Selected text:
Just think of what he is now and imagine him in a year!


----------



## Jeff Oehlsen (Apr 7, 2006)

So basically most guys are on here responding because they have seen the girl wearing bubbles, and that the dog is going to be a good dog. He looks like a good dog to me, no "FIREBREATHER" by any stretch of the imagination AT THIS POINT, but enough to work with in whatever sport she is doing.

The bubble thing kills me. Transparent M'****ers. HA ! get it ?


----------



## Tom Conroy (Jun 1, 2010)

I like when young dogs are worked so as to fully develop their searchwork. Here is a video of a guy I know with his 5 month old pup. It looks like both dogs are luck to be getting this stimulation.
http://www.youtube.com/watch?v=LznDQazc0Do


----------



## Gregory James (May 3, 2010)

*3 month old black Mal toy drive*

This is my Mal at 3months have a ton of toy drive and is very smart. He is 6 months now and should be a great dog has alot of potential.
http://www.youtube.com/watch?v=vFP3j22QxSc


----------



## Gregory James (May 3, 2010)

*opps didnt mean to post that here*

sorry i didnt mean to jack your post i was trying to post this by itself. I press the wrong button


----------



## georgia estes (Nov 3, 2009)

Information supplied:
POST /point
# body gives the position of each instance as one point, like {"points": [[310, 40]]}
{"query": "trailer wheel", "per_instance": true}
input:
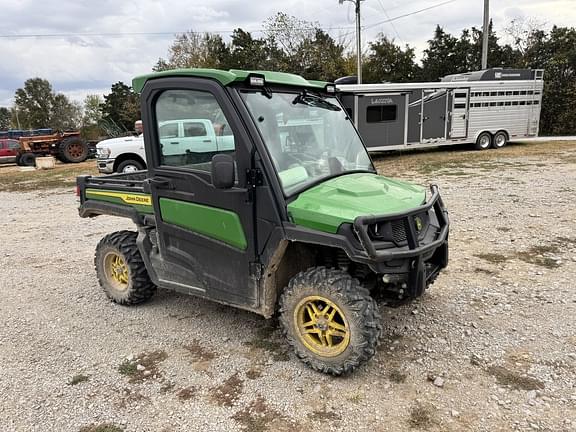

Work to do:
**1)** In the dog forum thread, how old is the pup in the video Tom Conroy shares?
**2)** Return the passage from the dog forum thread starting at "## Tom Conroy" and ending at "getting this stimulation.".
**3)** Carry the dog forum thread further from the point where it stops.

Final answers:
**1)** Five months old.

**2)**
## Tom Conroy (Jun 1, 2010)

I like when young dogs are worked so as to fully develop their searchwork. Here is a video of a guy I know with his 5 month old pup. It looks like both dogs are luck to be getting this stimulation.

**3)**
Shane Woodlief said:


> Georgia, I think what we need to keep in perspective is that for most dog owners they could throw a pipe to be retrieved by their dogs and most dogs are going to look at their handlers with a big "up yours" and wait for a ball.
> 
> Just think of what he is now and imagine him in a year!


 
Yes, Mike S is especially picky when it comes to his dogs. That's why he's got good dogs though. I guess in my brain I figure, send dog out to find something with no training...dog finds it... = good. And that's what he did. He never gave up, he did stop and look at the bunnies for a second... (what dog wouldn't??) but he went right back in. I will probably never train his hunt drive seriously but I will post more videos in different locations, just for fun, and to stir up more sh*t... \\/


----------



## georgia estes (Nov 3, 2009)

Shane Woodlief said:


> Georgia, I think what we need to keep in perspective is that for most dog owners they could throw a pipe to be retrieved by their dogs and most dogs are going to look at their handlers with a big "up yours" and wait for a ball.
> 
> Just think of what he is now and imagine him in a year!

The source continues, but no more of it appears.